» **GESTELLTE AUFGABE 1**:
Ermittle, in wie vielen Zeilen der Einträge die Zeichenfolge „broken“ vorkommt, und nenne nur diese Zahl. Groß- und Kleinschreibung ist dabei zu beachten.

========

Impuls vom 09.01.2015
Gefragt sind überzeugte und überzeugende Christen
Bischof Dr. Franz-Josef Overbeck, Essen
Wort zum 1. Januar 2015
"Ist da jemand?", so titelte im vergangenen Jahr eine Zeitschrift unter dem Foto
eines nächtlichen Sternenhimmels. Dunkle Wolken brachen auf und öffneten den
Blick in eine endlose Weite. "Ist da jemand" – irgendwo in den Weiten des
Universums? Ist da jemand über uns Menschen hinaus, jenseits von allem, was wir
sehen und wissen können? Die endlose Weite des Alls deutete die Antwort an: Nein,
da ist niemand mehr.
Die Autoren des dazu gehörenden Artikels zeigten eine bedrückende Entwicklung
auf: Immer mehr Menschen in Deutschland glauben nicht mehr an Gott. Selbst unter
den Angehörigen der christlichen Kirchen verliert Gott an Bedeutung. Erstaunliches
deckte dazu eine Studie auf: Über den Glauben an Gott wird unter
Kirchenmitgliedern kaum gesprochen. Gott ist kein Thema. Es ist vielen sogar
peinlich, über Gott zu sprechen.
Liebe Schwestern und Brüder,
mir zeigen die Gespräche, die unser Dialogprozess und das daraus entstandene
Zukunftsbild in unserem Bistum angestoßen haben, dass diese Beobachtung
zutreffend ist. Es wird unter uns Katholiken häufig über kirchenpolitische Themen
gestritten. Wir beschäftigen uns intensiv mit Fragen der Strukturen. Merkwürdig still
wird es aber, wenn es um Fragen geht, die in die Tiefe unseres Glaubens gehen. Es
fällt schwer, über das zu sprechen, was in unserem Zukunftsbild an erster Stelle
steht – über die Berührung durch und mit Gott, die das tragende Fundament
unseres Glaubens ist. Dabei geht es um geistliche Erfahrungen, die spürbar sind und das Leben bereichern. Ohne solche berührenden Erfahrungen bleibt der Glaube nur
eine Theorie. Das Sprechen über Glaubenserfahrungen fällt auch deshalb schwer,
weil wir aus einer Vergangenheit kommen, in der die persönliche Erfahrung nicht so
wichtig war. In volkskirchlichen Jahren galt es vorrangig, einen vorgegebenen
Glauben in Traditionen und Riten zu übernehmen. Damals war das passend. Heute
aber setzt christlicher Glaube eine persönliche Überzeugung voraus, die mit
Erfahrungen einhergeht.
Die Menschen in unserer Gesellschaft sind in jeder Hinsicht frei. Sie können und
müssen aus einer breiten Vielfalt an Möglichkeiten auswählen, um ihr Leben zu
gestalten. Das gilt auch für die Werte und Ideale, die dem Leben Richtung geben
sollen. Ein religiöser Glaube muss darum einsichtig sein und dem Leben tatsächlich
einen spürbaren Grund geben. Junge Menschen fragen deshalb, was es denn
"bringt", ein Christ zu sein und zur Kirche zu gehen. Viele Eltern erleben bei ihren
eigenen Kindern, dass sie eine solche Frage kaum überzeugend und verständlich
beantworten können.

========

» **GESTELLTE AUFGABE 2**:
Kopiere aus dem vorliegenden Text wortgetreu den Abschnitt zwischen „Die Menschen in“ und „beantworten können.“, beide einschließlich.

[Auszüge aus einem Datensatz zur Punktmarkierung]
========

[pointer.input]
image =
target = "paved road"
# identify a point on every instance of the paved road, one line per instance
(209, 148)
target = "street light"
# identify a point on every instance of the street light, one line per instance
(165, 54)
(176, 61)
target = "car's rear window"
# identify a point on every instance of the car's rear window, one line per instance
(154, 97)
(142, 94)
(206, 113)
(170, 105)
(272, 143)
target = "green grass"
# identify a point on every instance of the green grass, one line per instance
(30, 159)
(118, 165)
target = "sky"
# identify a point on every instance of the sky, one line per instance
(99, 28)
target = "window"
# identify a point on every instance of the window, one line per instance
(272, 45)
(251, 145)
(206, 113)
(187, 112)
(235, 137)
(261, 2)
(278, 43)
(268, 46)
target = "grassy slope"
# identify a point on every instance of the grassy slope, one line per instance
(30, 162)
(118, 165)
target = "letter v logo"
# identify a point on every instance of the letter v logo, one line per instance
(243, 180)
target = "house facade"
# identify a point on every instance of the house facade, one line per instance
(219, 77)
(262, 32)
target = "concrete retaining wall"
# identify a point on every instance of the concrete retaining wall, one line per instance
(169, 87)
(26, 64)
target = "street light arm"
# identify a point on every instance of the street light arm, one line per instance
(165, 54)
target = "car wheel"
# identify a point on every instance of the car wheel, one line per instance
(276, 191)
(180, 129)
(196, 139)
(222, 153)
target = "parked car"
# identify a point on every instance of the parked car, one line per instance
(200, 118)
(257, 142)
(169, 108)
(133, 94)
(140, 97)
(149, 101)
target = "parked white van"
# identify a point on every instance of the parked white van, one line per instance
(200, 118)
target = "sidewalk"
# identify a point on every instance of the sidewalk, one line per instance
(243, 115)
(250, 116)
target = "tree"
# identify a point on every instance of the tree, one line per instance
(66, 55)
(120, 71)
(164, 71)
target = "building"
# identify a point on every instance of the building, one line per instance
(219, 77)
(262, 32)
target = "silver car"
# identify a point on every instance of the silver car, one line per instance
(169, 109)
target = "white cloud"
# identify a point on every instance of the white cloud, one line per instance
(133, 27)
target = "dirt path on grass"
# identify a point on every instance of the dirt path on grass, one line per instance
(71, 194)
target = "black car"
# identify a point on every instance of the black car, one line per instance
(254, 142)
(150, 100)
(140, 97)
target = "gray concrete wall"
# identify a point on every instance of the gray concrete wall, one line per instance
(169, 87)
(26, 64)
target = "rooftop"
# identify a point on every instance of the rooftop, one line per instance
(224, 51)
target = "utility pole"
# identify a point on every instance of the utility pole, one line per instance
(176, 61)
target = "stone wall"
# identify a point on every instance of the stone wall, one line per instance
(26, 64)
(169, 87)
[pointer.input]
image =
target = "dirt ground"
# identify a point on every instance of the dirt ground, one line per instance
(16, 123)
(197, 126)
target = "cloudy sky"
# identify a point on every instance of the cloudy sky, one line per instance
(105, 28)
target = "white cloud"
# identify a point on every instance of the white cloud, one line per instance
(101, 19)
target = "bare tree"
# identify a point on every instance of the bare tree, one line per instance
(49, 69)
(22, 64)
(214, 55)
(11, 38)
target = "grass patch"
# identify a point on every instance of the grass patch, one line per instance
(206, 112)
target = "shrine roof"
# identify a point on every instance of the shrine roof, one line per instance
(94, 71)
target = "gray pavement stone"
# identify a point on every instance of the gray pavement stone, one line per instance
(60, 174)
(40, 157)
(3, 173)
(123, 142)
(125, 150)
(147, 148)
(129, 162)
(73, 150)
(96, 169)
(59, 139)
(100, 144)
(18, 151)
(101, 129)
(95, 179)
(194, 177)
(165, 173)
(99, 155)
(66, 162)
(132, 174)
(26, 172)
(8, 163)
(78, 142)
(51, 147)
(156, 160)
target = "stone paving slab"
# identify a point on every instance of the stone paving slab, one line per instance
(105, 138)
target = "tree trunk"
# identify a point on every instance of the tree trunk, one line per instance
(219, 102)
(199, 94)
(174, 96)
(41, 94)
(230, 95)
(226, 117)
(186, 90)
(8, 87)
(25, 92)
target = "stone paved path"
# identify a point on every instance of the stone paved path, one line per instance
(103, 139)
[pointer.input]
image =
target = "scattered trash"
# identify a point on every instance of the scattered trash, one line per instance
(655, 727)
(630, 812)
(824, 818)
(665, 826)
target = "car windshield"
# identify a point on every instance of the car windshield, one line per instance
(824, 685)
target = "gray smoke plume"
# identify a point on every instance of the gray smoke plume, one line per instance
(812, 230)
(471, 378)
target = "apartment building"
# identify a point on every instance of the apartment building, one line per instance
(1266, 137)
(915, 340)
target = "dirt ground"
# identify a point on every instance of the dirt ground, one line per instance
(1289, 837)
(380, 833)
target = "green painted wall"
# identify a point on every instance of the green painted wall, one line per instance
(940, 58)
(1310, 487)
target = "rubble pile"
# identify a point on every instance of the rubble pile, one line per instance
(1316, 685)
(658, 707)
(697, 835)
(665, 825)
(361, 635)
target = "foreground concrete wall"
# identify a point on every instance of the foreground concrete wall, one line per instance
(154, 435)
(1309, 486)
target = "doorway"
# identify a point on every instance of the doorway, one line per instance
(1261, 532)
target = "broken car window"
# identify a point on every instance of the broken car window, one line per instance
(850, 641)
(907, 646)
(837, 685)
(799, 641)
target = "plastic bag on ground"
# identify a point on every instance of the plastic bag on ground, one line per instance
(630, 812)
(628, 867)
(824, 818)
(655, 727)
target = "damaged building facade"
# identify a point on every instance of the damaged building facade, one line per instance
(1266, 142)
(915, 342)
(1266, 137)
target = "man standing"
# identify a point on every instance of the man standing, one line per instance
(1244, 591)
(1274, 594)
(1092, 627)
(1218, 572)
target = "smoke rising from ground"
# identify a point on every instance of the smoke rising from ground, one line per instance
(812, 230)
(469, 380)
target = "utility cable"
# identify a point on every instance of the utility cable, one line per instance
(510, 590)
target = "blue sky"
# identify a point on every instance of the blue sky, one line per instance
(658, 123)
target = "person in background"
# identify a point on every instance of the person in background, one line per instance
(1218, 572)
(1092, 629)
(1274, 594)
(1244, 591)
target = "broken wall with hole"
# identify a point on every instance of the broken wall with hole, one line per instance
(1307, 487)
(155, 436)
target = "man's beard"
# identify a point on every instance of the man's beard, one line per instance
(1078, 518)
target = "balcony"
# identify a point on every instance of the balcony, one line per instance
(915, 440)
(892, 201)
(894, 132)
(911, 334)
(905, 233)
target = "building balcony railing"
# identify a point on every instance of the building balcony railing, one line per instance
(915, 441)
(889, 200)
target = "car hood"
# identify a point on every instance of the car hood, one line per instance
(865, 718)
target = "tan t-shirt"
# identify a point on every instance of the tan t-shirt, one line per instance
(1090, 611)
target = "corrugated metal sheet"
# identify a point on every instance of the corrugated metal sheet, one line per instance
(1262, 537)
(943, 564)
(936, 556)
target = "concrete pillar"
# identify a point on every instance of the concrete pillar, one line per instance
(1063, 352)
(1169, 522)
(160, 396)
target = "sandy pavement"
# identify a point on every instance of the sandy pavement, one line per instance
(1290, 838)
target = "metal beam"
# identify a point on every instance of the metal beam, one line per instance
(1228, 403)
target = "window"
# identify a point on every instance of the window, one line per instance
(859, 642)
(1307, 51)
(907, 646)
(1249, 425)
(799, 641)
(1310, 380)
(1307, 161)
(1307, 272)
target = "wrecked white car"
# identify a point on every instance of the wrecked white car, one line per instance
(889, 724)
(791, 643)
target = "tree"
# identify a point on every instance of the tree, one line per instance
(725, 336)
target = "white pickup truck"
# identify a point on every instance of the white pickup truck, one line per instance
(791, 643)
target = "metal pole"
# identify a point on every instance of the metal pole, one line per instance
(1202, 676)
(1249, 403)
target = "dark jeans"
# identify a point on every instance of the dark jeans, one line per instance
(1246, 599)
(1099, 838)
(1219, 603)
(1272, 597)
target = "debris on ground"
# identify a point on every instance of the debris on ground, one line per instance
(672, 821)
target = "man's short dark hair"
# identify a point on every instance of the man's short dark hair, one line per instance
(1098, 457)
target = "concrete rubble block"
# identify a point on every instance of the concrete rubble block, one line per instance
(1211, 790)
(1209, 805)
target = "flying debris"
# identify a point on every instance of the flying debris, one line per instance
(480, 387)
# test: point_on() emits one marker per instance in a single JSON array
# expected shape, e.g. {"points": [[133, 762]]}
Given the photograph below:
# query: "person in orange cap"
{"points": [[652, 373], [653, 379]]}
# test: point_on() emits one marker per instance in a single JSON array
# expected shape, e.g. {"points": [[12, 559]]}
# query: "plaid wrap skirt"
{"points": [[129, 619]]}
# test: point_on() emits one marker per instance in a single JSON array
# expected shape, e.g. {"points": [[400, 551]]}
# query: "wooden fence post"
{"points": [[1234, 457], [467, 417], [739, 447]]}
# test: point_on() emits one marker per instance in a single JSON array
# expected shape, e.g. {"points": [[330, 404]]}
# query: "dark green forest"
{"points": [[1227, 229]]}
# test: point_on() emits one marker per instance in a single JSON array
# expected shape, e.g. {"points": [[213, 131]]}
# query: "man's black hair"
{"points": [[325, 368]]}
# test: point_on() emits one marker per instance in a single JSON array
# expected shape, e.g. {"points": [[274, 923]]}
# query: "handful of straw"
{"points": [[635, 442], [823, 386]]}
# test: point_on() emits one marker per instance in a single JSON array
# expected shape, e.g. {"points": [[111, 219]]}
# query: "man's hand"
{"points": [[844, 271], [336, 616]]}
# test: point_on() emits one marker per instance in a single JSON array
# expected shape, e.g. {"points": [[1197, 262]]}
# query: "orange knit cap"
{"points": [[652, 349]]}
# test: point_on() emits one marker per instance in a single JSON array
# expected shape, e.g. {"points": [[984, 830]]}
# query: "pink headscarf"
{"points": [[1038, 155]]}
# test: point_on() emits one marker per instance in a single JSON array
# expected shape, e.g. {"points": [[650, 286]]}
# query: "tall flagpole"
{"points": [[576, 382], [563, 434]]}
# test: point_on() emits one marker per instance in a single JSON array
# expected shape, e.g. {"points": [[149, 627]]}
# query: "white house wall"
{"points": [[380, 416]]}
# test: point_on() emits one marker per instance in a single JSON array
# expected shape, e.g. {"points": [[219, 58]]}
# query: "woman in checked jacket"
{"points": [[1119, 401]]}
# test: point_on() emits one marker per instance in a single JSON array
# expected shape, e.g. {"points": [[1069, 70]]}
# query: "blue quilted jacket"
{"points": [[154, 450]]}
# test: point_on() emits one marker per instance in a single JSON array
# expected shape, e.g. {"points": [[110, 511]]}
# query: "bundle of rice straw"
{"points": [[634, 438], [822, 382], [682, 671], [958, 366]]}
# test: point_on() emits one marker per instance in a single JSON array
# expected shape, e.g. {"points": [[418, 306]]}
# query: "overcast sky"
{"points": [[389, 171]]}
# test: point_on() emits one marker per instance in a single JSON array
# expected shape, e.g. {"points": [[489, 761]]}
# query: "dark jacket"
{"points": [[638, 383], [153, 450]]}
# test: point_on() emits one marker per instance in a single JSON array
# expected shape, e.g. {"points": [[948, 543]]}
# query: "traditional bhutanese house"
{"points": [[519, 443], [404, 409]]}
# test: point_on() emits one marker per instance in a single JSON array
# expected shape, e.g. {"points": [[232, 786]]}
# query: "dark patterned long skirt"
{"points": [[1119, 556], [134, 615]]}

========

» **LÖSUNG DER AUFGABE 1**:
4

» **LÖSUNG DER AUFGABE 2**:
Die Menschen in unserer Gesellschaft sind in jeder Hinsicht frei. Sie können und
müssen aus einer breiten Vielfalt an Möglichkeiten auswählen, um ihr Leben zu
gestalten. Das gilt auch für die Werte und Ideale, die dem Leben Richtung geben
sollen. Ein religiöser Glaube muss darum einsichtig sein und dem Leben tatsächlich
einen spürbaren Grund geben. Junge Menschen fragen deshalb, was es denn
"bringt", ein Christ zu sein und zur Kirche zu gehen. Viele Eltern erleben bei ihren
eigenen Kindern, dass sie eine solche Frage kaum überzeugend und verständlich
beantworten können.